**Task statement:** Rewrite the entries below as a numbered list, starting with the line that contains "Objective — for every instance of the white cloud" and going on through the end of the entries, with blank lines left out. Leave the pictures out of your answer.

[Point placement entries]
%%
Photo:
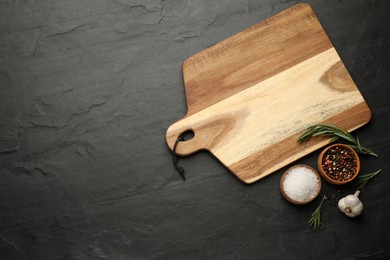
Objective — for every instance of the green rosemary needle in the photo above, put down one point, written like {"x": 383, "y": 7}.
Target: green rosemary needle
{"x": 335, "y": 133}
{"x": 315, "y": 219}
{"x": 364, "y": 179}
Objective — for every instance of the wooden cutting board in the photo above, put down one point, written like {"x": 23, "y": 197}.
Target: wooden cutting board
{"x": 250, "y": 96}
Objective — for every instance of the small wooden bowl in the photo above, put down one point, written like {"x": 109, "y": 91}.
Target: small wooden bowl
{"x": 295, "y": 201}
{"x": 322, "y": 171}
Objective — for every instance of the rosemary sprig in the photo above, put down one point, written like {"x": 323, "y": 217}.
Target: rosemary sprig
{"x": 315, "y": 219}
{"x": 364, "y": 179}
{"x": 335, "y": 133}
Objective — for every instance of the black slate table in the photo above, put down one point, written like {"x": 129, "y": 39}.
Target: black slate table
{"x": 87, "y": 91}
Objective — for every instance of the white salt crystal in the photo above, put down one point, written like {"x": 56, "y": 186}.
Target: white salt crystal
{"x": 301, "y": 184}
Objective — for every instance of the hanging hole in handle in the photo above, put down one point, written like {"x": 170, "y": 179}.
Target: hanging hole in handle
{"x": 187, "y": 135}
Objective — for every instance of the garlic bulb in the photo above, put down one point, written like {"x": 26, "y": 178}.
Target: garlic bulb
{"x": 351, "y": 205}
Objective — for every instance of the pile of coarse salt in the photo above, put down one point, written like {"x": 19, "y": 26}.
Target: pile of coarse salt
{"x": 301, "y": 184}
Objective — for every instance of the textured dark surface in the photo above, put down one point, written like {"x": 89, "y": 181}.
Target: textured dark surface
{"x": 87, "y": 91}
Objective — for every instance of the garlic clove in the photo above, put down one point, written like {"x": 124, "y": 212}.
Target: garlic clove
{"x": 351, "y": 205}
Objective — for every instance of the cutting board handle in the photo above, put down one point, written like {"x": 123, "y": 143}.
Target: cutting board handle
{"x": 186, "y": 147}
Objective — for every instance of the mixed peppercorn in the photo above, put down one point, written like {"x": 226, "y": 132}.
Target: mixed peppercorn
{"x": 339, "y": 163}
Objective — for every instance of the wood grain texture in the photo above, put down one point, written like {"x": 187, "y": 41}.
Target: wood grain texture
{"x": 250, "y": 96}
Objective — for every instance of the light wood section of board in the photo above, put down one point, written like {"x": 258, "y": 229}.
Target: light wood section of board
{"x": 270, "y": 111}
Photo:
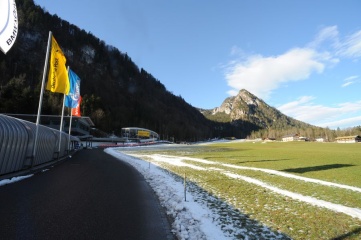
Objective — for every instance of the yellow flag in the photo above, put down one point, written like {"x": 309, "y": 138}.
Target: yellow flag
{"x": 58, "y": 80}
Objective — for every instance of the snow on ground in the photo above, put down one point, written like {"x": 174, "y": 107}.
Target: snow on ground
{"x": 353, "y": 212}
{"x": 209, "y": 222}
{"x": 193, "y": 219}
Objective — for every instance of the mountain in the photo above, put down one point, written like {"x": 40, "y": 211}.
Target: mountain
{"x": 246, "y": 107}
{"x": 115, "y": 92}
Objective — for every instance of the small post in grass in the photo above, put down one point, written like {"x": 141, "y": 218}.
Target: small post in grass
{"x": 185, "y": 187}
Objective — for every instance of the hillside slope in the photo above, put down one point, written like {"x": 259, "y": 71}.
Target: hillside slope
{"x": 247, "y": 107}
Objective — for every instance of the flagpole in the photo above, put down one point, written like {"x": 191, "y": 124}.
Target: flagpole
{"x": 62, "y": 120}
{"x": 71, "y": 120}
{"x": 41, "y": 96}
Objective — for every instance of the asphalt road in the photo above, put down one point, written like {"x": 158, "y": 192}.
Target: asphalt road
{"x": 89, "y": 196}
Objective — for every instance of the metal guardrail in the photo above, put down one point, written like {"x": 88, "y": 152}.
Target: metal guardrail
{"x": 17, "y": 142}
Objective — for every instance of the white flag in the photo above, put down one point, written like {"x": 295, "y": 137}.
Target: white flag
{"x": 8, "y": 24}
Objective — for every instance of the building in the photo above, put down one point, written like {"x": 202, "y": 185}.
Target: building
{"x": 348, "y": 139}
{"x": 290, "y": 138}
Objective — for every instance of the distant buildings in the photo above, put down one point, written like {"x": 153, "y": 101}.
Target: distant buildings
{"x": 349, "y": 139}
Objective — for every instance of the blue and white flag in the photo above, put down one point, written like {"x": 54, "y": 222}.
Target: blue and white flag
{"x": 72, "y": 99}
{"x": 8, "y": 24}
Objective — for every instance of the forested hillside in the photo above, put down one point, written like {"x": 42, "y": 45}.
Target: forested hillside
{"x": 116, "y": 93}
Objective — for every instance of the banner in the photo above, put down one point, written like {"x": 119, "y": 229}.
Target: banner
{"x": 76, "y": 111}
{"x": 72, "y": 99}
{"x": 58, "y": 79}
{"x": 8, "y": 24}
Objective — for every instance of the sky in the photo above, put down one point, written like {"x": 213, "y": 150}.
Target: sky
{"x": 302, "y": 57}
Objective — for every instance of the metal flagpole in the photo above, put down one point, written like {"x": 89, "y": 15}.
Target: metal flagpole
{"x": 71, "y": 120}
{"x": 41, "y": 96}
{"x": 61, "y": 122}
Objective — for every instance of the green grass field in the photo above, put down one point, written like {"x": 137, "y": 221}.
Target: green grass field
{"x": 331, "y": 162}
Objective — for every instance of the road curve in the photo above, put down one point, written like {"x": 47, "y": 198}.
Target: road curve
{"x": 89, "y": 196}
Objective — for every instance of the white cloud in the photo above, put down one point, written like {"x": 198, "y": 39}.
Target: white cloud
{"x": 350, "y": 80}
{"x": 305, "y": 110}
{"x": 260, "y": 75}
{"x": 353, "y": 121}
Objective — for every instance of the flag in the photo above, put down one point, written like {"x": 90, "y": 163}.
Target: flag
{"x": 76, "y": 111}
{"x": 58, "y": 79}
{"x": 72, "y": 99}
{"x": 8, "y": 24}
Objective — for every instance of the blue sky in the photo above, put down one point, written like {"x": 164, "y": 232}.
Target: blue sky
{"x": 302, "y": 57}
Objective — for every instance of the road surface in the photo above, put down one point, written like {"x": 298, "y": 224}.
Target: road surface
{"x": 89, "y": 196}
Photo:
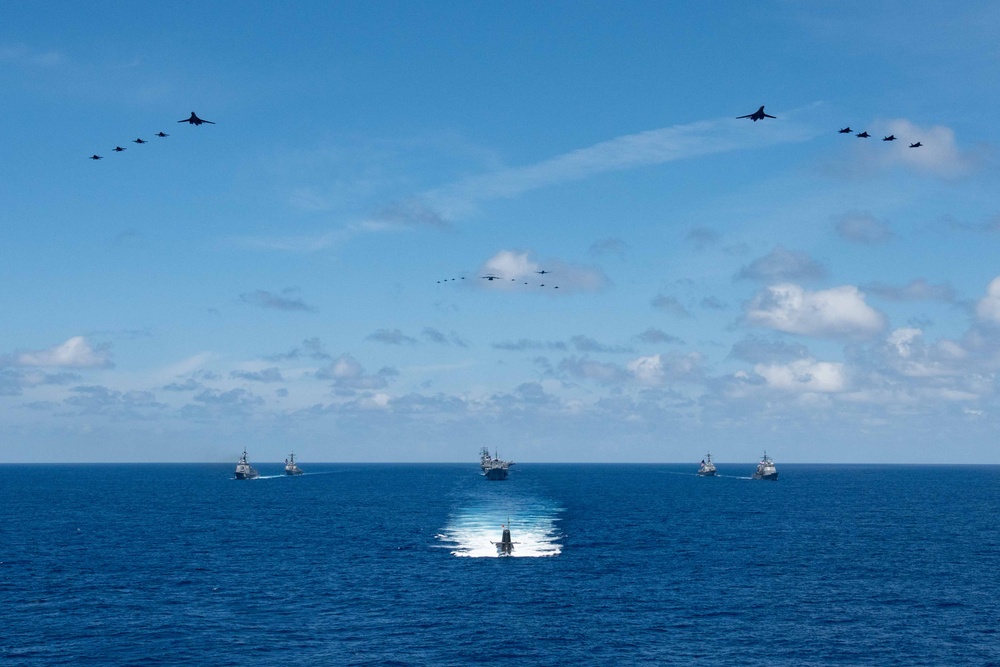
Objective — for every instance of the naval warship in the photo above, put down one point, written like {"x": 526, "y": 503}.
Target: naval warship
%%
**Solved problem:**
1. Objective — for every instance of the white cloud in the photo above, put down one point, written like {"x": 198, "y": 39}.
2. Target: white cloud
3. {"x": 350, "y": 80}
4. {"x": 305, "y": 110}
5. {"x": 260, "y": 75}
6. {"x": 353, "y": 121}
7. Objective — for every instance of the flag in the photo above, put down one point, written like {"x": 90, "y": 163}.
8. Target: flag
9. {"x": 76, "y": 111}
10. {"x": 58, "y": 79}
11. {"x": 72, "y": 99}
12. {"x": 8, "y": 24}
13. Objective — for every instance of the blue sky in the photo above, put down one point, written like {"x": 164, "y": 232}.
14. Target: blue sky
15. {"x": 302, "y": 57}
16. Objective — for every instance of the road surface in the photo above, put down one point, written like {"x": 298, "y": 224}.
17. Target: road surface
18. {"x": 89, "y": 196}
19. Photo:
20. Objective — for every instance of the naval warship in the photo above, put down one point, written like {"x": 526, "y": 503}.
21. Target: naval warship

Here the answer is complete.